Star Trek: Legacy Review

A faint signal.

Take two of the toughest story lines to tell in Star Trek – one about exploring the unknown, and the other about the nigh-invincible Borg – execute them both at once, and you’ve got the recipe for Star Trek: Legacy. There are plenty of terrible episodes which spend only an hour on either subject, so imagine trying to weave such a tale over twenty hours.

I am at least pleased to report that Star Trek: Legacy does a fine job juggling Star Trek’s nastiest bad guys and a bundle of key moments from the show’s continuity. Bethseda’s biggest Trek game of the year is a great presentation, but the experience stalls pretty badly as the fancy lights and sounds give out under weak missions and writing.
 
[image1]Legacy takes place over the course of two hundred years, as the captains of the five television shows investigate the origins of the Borg. You take a flagship like the Enterprise and three ships of your choice through twenty seven combat missions, pausing only to buy the newest ships between battles.
 
The list of playable ships is impressive, spanning everything from lowly science vessels to sleek gunboats. Brand-new alien ships look a little fugly, and every ship feels fairly similar, but it looks like Mad Doc has provided every major vessel from the past forty years and then some.
■ ■ ■ ■ ■
**Exercise directions:** Write out the Star Trek: Legacy review in full, word for word. The records that follow were taken from a different source.
■ ■ ■ ■ ■
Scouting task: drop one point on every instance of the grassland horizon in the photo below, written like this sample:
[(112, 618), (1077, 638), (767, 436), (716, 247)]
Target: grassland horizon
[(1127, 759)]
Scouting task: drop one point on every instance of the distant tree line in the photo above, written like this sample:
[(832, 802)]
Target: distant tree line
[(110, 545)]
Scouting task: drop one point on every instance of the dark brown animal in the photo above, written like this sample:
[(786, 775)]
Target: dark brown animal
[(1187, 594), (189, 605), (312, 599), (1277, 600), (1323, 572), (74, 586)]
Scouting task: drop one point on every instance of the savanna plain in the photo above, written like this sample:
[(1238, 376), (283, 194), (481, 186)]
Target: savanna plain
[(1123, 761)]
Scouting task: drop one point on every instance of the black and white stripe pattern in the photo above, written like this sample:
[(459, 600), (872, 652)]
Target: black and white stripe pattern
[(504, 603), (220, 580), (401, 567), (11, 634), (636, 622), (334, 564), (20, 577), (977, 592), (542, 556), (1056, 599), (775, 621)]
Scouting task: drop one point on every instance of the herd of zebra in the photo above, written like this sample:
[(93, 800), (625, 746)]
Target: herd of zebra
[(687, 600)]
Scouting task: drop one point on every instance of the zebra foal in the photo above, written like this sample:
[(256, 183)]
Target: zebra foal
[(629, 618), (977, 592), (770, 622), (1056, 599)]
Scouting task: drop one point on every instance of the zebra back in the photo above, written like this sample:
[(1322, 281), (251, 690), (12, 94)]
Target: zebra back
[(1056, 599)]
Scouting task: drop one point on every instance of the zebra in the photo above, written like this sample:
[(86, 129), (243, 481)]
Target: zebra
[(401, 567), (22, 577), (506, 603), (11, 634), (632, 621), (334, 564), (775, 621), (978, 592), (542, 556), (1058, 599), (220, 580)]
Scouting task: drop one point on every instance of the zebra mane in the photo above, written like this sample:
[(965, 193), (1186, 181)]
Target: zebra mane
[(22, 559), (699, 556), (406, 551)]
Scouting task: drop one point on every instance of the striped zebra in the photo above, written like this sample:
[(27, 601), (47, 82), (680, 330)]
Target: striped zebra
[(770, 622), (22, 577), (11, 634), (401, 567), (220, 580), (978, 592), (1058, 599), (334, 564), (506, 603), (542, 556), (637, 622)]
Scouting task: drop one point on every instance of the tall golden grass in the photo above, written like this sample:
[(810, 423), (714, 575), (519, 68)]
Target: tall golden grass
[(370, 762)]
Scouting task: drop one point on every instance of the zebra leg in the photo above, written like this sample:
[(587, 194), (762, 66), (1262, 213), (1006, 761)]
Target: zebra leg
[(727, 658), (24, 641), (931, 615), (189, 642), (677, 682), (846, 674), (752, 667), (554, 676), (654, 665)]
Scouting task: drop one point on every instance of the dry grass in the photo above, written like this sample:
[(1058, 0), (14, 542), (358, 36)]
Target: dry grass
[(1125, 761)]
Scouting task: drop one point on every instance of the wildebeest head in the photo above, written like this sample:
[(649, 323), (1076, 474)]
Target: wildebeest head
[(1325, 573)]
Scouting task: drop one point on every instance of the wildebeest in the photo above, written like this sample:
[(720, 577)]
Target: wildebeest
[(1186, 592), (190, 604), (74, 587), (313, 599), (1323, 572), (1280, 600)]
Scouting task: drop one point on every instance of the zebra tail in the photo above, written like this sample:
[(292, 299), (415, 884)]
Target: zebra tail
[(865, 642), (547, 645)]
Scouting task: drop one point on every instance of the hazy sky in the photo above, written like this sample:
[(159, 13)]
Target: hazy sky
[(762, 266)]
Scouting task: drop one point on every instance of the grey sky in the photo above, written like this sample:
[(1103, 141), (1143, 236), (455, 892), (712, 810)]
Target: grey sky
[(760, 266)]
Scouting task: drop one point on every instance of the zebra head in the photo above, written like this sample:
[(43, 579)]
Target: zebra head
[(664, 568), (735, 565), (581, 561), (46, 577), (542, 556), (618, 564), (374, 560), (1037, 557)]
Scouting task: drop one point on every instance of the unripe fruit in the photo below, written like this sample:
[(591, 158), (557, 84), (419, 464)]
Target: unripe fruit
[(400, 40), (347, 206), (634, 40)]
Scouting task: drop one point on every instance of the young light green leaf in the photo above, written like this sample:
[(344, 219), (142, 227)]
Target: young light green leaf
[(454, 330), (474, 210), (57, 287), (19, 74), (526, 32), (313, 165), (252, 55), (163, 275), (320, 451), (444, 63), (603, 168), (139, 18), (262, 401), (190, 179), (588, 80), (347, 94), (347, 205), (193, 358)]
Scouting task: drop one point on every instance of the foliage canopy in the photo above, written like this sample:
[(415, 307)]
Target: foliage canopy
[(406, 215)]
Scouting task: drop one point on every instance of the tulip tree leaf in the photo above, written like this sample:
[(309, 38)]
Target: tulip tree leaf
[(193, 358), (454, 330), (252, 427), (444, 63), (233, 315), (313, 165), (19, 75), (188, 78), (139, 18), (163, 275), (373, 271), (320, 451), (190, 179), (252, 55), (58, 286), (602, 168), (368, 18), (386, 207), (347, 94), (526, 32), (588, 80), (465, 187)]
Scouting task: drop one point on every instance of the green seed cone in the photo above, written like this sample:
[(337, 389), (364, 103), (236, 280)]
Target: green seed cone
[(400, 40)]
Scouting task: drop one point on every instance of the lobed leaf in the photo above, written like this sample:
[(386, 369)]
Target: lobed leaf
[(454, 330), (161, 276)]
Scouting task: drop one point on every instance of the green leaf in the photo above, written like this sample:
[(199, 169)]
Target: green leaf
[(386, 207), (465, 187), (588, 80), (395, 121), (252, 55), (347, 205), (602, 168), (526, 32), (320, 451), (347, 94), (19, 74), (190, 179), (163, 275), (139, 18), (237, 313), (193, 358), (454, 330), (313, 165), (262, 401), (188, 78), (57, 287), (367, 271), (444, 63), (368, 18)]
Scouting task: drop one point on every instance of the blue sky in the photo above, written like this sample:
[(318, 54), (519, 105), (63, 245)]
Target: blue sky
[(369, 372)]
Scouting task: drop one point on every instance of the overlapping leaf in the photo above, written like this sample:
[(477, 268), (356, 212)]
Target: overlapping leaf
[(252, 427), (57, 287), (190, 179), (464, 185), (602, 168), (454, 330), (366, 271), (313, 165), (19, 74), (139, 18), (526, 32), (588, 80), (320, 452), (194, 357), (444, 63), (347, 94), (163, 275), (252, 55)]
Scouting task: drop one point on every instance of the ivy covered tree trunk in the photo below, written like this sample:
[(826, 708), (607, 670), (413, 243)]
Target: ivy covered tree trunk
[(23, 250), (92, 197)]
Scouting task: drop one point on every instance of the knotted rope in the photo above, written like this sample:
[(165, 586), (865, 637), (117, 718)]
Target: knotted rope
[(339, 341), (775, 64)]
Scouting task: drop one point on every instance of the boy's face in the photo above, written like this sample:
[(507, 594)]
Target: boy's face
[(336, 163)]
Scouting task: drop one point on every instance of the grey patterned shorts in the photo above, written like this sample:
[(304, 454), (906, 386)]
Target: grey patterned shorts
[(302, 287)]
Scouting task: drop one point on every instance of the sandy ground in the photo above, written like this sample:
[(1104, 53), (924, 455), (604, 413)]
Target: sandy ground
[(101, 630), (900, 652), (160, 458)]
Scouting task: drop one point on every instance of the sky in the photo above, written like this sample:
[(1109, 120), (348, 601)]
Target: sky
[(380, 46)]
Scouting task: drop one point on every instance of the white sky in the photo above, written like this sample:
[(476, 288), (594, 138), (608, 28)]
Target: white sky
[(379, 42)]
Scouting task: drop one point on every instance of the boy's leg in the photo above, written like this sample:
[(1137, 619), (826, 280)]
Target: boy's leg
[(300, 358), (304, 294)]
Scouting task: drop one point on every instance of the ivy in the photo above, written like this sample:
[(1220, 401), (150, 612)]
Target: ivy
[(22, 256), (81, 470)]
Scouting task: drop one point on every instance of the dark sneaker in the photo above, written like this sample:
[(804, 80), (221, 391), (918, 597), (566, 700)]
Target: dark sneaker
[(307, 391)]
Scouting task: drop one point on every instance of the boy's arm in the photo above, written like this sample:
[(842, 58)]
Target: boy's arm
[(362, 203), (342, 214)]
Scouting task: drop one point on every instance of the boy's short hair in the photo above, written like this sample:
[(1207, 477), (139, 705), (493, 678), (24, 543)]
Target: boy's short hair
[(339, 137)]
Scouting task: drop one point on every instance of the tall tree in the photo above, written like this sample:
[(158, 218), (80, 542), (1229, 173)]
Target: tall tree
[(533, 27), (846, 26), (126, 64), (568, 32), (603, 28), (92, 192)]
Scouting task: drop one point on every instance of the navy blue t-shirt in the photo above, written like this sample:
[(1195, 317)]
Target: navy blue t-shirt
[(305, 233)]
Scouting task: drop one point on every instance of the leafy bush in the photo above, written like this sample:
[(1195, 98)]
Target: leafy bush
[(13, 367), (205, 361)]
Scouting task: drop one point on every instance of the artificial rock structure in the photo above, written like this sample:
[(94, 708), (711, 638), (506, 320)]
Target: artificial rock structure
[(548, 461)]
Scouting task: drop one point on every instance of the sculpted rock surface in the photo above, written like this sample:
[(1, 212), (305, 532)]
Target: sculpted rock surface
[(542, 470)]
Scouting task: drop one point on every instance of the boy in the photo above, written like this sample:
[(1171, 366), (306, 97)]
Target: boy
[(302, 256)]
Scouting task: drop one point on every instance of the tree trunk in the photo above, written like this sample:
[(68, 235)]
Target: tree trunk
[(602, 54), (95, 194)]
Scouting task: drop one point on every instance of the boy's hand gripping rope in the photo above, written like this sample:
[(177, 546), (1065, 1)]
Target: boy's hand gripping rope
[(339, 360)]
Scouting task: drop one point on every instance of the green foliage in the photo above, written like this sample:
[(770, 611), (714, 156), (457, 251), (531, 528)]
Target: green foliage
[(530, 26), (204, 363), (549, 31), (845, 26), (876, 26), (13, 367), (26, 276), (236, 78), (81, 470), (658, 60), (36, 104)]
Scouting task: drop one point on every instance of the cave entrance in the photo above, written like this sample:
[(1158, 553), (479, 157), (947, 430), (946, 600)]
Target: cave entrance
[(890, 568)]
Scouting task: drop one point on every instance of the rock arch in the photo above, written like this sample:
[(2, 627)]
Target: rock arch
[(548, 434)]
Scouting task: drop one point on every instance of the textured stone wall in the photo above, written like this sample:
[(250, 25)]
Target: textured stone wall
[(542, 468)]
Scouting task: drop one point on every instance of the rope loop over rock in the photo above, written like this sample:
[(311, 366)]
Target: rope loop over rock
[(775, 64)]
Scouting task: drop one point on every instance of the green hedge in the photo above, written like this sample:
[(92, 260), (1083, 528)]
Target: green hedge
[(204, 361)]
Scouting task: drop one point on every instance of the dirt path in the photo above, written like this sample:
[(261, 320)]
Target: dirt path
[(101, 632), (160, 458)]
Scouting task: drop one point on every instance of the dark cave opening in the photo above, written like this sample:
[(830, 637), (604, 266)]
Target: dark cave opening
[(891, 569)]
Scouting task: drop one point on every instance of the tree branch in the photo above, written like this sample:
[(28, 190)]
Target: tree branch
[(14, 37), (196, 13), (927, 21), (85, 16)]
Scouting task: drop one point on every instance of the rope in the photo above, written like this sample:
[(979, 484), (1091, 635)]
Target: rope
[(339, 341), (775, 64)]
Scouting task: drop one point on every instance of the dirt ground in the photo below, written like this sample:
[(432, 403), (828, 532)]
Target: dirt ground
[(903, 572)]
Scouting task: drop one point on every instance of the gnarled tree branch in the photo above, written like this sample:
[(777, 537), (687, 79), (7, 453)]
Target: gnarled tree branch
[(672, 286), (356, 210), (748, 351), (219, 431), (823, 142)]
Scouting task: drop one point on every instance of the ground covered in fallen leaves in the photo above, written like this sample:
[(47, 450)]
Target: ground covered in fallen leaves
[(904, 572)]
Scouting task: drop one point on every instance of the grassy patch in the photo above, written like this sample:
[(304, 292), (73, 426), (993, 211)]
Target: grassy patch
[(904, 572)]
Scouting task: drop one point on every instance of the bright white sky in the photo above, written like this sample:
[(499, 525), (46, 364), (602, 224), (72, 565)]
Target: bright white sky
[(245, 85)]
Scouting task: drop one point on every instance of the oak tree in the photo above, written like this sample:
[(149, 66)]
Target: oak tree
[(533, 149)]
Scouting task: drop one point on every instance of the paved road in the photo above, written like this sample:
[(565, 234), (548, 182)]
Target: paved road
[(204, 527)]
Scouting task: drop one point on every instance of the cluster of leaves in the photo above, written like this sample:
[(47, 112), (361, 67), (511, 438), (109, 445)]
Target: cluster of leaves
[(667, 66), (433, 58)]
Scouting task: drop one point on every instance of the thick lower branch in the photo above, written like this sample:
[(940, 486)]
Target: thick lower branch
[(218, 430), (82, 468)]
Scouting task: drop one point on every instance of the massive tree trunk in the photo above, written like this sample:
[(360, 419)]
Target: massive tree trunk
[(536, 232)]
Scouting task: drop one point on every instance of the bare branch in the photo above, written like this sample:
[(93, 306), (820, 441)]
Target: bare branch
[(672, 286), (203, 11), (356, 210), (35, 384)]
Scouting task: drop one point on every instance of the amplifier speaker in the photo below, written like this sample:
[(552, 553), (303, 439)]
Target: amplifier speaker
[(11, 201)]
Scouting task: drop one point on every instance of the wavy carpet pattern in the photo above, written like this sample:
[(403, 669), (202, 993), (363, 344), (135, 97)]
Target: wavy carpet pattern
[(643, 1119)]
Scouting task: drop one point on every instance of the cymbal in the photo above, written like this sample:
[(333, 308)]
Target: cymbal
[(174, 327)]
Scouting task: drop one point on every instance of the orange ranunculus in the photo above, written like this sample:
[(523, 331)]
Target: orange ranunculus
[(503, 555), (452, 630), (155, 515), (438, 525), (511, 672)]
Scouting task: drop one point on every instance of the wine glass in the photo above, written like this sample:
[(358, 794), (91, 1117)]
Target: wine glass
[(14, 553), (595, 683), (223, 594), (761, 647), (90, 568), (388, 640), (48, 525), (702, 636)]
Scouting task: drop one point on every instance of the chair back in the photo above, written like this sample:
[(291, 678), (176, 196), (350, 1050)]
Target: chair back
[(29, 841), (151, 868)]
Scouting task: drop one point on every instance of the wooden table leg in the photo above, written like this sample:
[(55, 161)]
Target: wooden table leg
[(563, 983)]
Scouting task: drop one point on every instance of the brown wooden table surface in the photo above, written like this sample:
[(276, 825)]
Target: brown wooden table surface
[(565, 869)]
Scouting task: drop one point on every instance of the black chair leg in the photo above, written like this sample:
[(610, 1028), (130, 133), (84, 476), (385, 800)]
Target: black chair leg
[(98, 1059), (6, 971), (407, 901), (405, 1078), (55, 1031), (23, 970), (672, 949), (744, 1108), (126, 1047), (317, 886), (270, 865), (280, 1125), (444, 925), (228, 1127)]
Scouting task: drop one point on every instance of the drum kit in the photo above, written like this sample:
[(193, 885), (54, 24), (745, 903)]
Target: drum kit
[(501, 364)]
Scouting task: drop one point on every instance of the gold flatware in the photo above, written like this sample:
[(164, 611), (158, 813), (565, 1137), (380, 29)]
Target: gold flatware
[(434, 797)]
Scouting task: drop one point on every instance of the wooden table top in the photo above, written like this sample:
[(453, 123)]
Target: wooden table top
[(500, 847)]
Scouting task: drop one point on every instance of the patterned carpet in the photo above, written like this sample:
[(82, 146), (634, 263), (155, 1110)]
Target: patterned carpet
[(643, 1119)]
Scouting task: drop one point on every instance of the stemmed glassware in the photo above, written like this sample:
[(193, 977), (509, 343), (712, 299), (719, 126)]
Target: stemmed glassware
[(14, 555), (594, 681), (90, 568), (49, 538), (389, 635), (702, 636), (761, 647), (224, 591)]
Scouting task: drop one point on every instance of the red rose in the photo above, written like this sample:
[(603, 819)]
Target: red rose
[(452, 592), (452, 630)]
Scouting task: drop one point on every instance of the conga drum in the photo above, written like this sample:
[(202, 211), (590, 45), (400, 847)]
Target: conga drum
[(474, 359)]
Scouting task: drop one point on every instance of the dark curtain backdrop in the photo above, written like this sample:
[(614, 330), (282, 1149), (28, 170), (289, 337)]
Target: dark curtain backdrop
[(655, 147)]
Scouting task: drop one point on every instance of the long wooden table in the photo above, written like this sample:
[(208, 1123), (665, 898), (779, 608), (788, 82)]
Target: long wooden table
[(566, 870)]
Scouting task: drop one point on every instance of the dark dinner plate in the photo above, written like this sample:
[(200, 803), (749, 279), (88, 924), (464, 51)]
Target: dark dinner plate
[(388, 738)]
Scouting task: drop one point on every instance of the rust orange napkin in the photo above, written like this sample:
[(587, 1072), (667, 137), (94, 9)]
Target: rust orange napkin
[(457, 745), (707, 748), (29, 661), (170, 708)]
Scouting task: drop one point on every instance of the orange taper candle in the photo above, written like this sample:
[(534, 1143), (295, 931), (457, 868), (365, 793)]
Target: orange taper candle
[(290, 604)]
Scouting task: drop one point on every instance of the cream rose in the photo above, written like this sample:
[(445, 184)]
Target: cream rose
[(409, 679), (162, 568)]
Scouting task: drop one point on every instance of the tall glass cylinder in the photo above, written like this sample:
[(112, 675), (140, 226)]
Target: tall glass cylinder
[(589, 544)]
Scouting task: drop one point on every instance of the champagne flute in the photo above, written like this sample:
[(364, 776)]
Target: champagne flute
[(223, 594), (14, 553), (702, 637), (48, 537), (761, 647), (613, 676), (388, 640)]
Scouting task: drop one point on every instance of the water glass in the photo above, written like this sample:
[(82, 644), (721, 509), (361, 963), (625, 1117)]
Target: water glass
■ ■ ■ ■ ■
**Exercise output:**
Star Trek: Legacy Review

A faint signal.

Take two of the toughest story lines to tell in Star Trek – one about exploring the unknown, and the other about the nigh-invincible Borg – execute them both at once, and you’ve got the recipe for Star Trek: Legacy. There are plenty of terrible episodes which spend only an hour on either subject, so imagine trying to weave such a tale over twenty hours.

I am at least pleased to report that Star Trek: Legacy does a fine job juggling Star Trek’s nastiest bad guys and a bundle of key moments from the show’s continuity. Bethseda’s biggest Trek game of the year is a great presentation, but the experience stalls pretty badly as the fancy lights and sounds give out under weak missions and writing.
 
[image1]Legacy takes place over the course of two hundred years, as the captains of the five television shows investigate the origins of the Borg. You take a flagship like the Enterprise and three ships of your choice through twenty seven combat missions, pausing only to buy the newest ships between battles.
 
The list of playable ships is impressive, spanning everything from lowly science vessels to sleek gunboats. Brand-new alien ships look a little fugly, and every ship feels fairly similar, but it looks like Mad Doc has provided every major vessel from the past forty years and then some.